__Goal__: Substitute "bicycle wheel" for "car wheel" in the lines running from the line with "In this photo, point at the chimney, one" through the end of the material, then write out only those lines with everything else left as it is.

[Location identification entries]
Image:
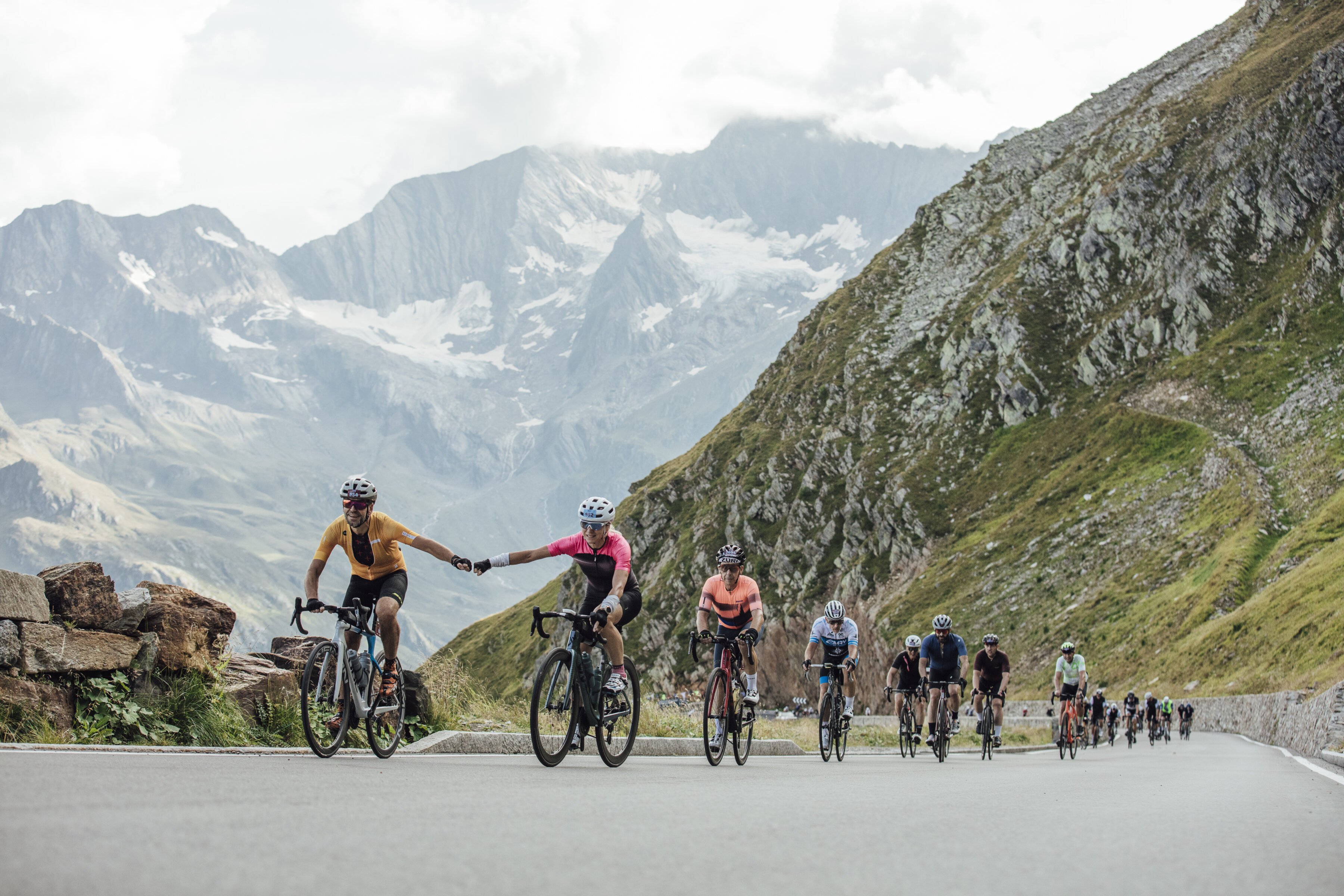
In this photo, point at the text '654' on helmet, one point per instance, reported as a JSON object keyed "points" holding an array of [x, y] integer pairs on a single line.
{"points": [[357, 488], [597, 511], [730, 555]]}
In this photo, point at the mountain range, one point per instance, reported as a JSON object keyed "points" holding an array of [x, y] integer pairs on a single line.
{"points": [[490, 346], [1091, 394]]}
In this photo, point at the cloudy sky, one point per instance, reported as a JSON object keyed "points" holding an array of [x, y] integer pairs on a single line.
{"points": [[293, 117]]}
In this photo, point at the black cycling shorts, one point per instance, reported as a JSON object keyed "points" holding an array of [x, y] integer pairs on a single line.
{"points": [[367, 592], [631, 604]]}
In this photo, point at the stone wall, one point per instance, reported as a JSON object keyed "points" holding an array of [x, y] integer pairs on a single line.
{"points": [[1284, 719]]}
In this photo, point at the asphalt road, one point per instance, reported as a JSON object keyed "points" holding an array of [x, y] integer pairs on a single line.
{"points": [[1216, 815]]}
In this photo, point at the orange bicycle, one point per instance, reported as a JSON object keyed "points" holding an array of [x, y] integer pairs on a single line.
{"points": [[1070, 730]]}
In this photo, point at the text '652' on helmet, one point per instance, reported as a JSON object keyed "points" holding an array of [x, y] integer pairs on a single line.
{"points": [[597, 511], [357, 488], [730, 555]]}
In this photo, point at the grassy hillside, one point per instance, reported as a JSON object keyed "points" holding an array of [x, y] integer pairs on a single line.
{"points": [[1091, 394]]}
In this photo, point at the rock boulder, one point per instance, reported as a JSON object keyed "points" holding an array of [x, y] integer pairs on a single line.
{"points": [[53, 648], [193, 629], [24, 598], [57, 704], [135, 604], [81, 593]]}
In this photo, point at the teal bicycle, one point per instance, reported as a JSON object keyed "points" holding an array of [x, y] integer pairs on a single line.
{"points": [[569, 700]]}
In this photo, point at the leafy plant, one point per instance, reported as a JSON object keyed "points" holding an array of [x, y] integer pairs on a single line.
{"points": [[107, 712]]}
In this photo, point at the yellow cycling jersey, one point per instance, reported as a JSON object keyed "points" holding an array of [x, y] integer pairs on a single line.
{"points": [[374, 554]]}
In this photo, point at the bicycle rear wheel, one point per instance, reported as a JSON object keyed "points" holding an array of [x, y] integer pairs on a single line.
{"points": [[386, 719], [318, 702], [716, 716], [554, 712], [824, 727], [619, 719], [743, 731]]}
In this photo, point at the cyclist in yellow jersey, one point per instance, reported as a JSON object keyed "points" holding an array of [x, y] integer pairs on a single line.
{"points": [[373, 543]]}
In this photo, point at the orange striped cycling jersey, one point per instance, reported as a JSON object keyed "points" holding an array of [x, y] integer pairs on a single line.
{"points": [[374, 554], [734, 608]]}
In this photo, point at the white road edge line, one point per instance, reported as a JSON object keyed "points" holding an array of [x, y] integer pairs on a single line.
{"points": [[1307, 763]]}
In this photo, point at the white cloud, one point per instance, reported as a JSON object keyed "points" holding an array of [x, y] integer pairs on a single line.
{"points": [[295, 117]]}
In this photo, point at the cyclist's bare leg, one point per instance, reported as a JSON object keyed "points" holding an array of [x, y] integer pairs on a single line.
{"points": [[389, 629]]}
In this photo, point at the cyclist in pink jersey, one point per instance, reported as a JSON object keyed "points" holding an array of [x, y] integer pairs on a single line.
{"points": [[613, 593]]}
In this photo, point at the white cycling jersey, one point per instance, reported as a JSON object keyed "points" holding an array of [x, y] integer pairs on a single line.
{"points": [[835, 641], [1072, 669]]}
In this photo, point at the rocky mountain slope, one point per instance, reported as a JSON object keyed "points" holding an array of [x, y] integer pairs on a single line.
{"points": [[490, 346], [1091, 394]]}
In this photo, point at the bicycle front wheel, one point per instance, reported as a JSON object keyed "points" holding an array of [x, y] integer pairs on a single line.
{"points": [[326, 716], [714, 727], [554, 712], [619, 721], [824, 727], [386, 719]]}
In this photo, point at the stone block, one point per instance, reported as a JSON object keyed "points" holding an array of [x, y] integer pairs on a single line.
{"points": [[57, 704], [53, 648], [81, 593], [24, 598], [193, 629], [11, 651], [135, 604]]}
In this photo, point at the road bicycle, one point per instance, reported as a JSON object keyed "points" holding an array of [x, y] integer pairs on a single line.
{"points": [[908, 718], [1070, 729], [726, 711], [940, 731], [833, 727], [339, 687], [569, 700]]}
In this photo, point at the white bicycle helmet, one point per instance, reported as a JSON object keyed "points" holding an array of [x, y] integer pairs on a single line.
{"points": [[357, 488], [597, 511]]}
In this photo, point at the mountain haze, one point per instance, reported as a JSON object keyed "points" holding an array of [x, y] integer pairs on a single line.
{"points": [[1091, 394], [490, 346]]}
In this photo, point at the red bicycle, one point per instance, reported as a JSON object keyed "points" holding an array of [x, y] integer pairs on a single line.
{"points": [[1070, 730], [726, 714]]}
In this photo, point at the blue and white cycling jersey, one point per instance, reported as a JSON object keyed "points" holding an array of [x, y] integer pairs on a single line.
{"points": [[835, 643]]}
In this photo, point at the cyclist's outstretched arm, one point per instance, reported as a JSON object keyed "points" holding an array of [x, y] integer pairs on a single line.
{"points": [[514, 558]]}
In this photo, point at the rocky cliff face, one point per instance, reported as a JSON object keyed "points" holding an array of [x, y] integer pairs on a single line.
{"points": [[1091, 394], [490, 346]]}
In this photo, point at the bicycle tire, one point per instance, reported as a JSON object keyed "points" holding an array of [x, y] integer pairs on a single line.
{"points": [[322, 663], [824, 726], [745, 722], [554, 682], [716, 696], [377, 725], [615, 747]]}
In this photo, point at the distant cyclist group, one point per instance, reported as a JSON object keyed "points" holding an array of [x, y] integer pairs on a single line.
{"points": [[575, 698]]}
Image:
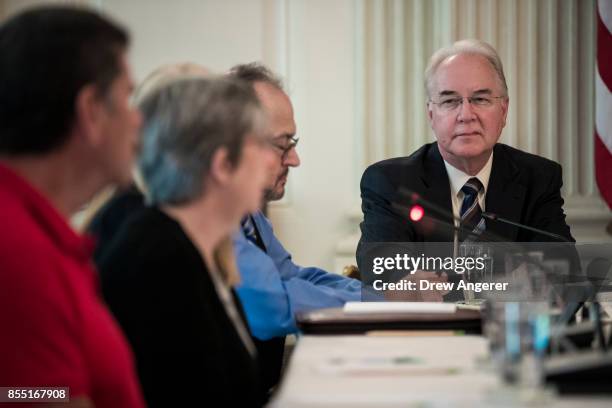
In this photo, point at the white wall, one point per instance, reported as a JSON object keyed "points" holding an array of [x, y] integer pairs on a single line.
{"points": [[311, 44], [337, 57]]}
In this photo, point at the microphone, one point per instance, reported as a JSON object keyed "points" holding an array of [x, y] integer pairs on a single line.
{"points": [[494, 217], [445, 217]]}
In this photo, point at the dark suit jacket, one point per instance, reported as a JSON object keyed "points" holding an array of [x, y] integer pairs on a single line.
{"points": [[523, 187], [187, 350]]}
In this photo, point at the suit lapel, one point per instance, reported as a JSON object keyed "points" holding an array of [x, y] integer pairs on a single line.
{"points": [[437, 191], [505, 194]]}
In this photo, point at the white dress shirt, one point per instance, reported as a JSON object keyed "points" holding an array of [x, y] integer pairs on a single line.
{"points": [[458, 178]]}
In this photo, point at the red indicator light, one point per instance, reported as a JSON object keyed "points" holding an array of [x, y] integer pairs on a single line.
{"points": [[416, 213]]}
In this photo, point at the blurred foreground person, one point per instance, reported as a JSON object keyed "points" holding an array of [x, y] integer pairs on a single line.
{"points": [[167, 275], [66, 131]]}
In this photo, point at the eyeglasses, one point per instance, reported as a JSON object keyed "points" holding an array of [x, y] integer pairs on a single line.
{"points": [[284, 144], [449, 104]]}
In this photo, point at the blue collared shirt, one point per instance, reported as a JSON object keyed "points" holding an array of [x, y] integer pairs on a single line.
{"points": [[273, 288]]}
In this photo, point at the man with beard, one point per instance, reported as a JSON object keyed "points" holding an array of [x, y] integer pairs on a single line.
{"points": [[273, 288]]}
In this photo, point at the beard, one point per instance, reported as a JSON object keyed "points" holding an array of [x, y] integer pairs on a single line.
{"points": [[277, 191]]}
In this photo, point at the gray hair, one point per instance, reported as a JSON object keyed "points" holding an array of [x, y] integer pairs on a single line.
{"points": [[474, 47], [256, 72], [184, 123]]}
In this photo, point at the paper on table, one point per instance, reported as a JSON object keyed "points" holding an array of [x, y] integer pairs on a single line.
{"points": [[398, 307]]}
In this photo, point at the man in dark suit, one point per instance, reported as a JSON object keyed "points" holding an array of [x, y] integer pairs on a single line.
{"points": [[465, 172]]}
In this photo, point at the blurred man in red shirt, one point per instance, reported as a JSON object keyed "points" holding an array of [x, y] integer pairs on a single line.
{"points": [[66, 131]]}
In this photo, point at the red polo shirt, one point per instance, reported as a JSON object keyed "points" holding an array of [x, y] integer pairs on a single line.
{"points": [[54, 328]]}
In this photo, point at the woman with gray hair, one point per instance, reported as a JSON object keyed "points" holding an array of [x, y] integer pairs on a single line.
{"points": [[167, 275]]}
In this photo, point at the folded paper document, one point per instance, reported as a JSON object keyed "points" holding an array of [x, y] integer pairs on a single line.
{"points": [[398, 307]]}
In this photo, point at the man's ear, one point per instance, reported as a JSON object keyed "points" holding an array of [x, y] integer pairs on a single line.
{"points": [[505, 103], [429, 112], [89, 114], [220, 167]]}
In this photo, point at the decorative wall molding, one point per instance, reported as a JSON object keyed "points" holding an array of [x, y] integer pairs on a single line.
{"points": [[548, 51]]}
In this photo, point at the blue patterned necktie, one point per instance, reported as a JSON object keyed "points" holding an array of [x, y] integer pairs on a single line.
{"points": [[471, 214]]}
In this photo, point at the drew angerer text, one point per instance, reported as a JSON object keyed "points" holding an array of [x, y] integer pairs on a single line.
{"points": [[424, 284]]}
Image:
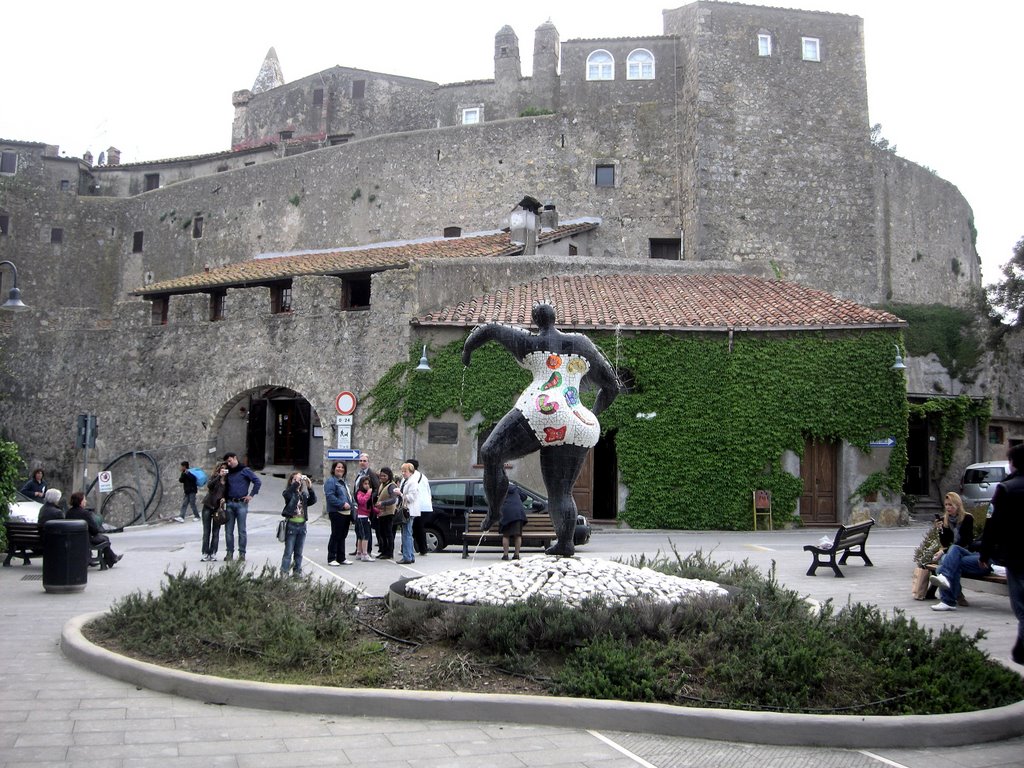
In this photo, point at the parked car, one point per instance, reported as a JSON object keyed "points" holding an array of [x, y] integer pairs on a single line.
{"points": [[980, 480], [22, 508], [454, 497]]}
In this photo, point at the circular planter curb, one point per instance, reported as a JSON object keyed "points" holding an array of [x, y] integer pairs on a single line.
{"points": [[724, 725]]}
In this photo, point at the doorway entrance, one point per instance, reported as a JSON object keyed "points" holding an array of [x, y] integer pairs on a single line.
{"points": [[596, 489], [817, 470]]}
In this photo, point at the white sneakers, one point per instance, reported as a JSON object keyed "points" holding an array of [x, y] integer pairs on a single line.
{"points": [[939, 581]]}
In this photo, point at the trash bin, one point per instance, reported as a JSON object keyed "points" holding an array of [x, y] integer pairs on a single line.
{"points": [[66, 555]]}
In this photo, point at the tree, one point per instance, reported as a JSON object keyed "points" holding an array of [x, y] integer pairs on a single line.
{"points": [[1008, 294], [878, 140]]}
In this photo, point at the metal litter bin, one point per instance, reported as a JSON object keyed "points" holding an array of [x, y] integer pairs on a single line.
{"points": [[66, 555]]}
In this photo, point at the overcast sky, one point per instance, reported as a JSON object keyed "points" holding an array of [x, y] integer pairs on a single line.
{"points": [[944, 77]]}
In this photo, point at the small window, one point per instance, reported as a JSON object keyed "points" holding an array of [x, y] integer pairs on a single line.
{"points": [[8, 162], [811, 48], [600, 66], [666, 248], [159, 316], [356, 292], [640, 65], [218, 306], [281, 299]]}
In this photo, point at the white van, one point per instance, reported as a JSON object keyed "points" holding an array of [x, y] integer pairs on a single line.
{"points": [[980, 480]]}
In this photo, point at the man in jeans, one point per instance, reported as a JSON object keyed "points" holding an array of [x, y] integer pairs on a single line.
{"points": [[1003, 540], [189, 488], [239, 496]]}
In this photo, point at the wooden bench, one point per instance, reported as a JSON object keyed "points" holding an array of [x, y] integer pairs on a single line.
{"points": [[993, 583], [850, 540], [25, 541], [538, 531]]}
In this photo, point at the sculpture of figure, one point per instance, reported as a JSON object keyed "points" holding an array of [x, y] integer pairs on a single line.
{"points": [[548, 417]]}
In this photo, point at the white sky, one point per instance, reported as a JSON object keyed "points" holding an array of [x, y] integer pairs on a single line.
{"points": [[944, 77]]}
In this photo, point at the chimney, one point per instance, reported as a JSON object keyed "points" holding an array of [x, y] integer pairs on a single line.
{"points": [[522, 224], [549, 217]]}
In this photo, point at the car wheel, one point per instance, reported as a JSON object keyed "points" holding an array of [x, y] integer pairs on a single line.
{"points": [[435, 540]]}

__Task output__:
In this photo, point at the chimney, one point per instance, reported as a JSON object keyed "points" holding an array of [x, y] integer pairs on a single line.
{"points": [[522, 224], [549, 217]]}
In this photo, point at the bicycle wheel, one point per instance, reported as a JSON object keyed "points" holding an array of [x, y] integer pairs on a single line.
{"points": [[435, 540]]}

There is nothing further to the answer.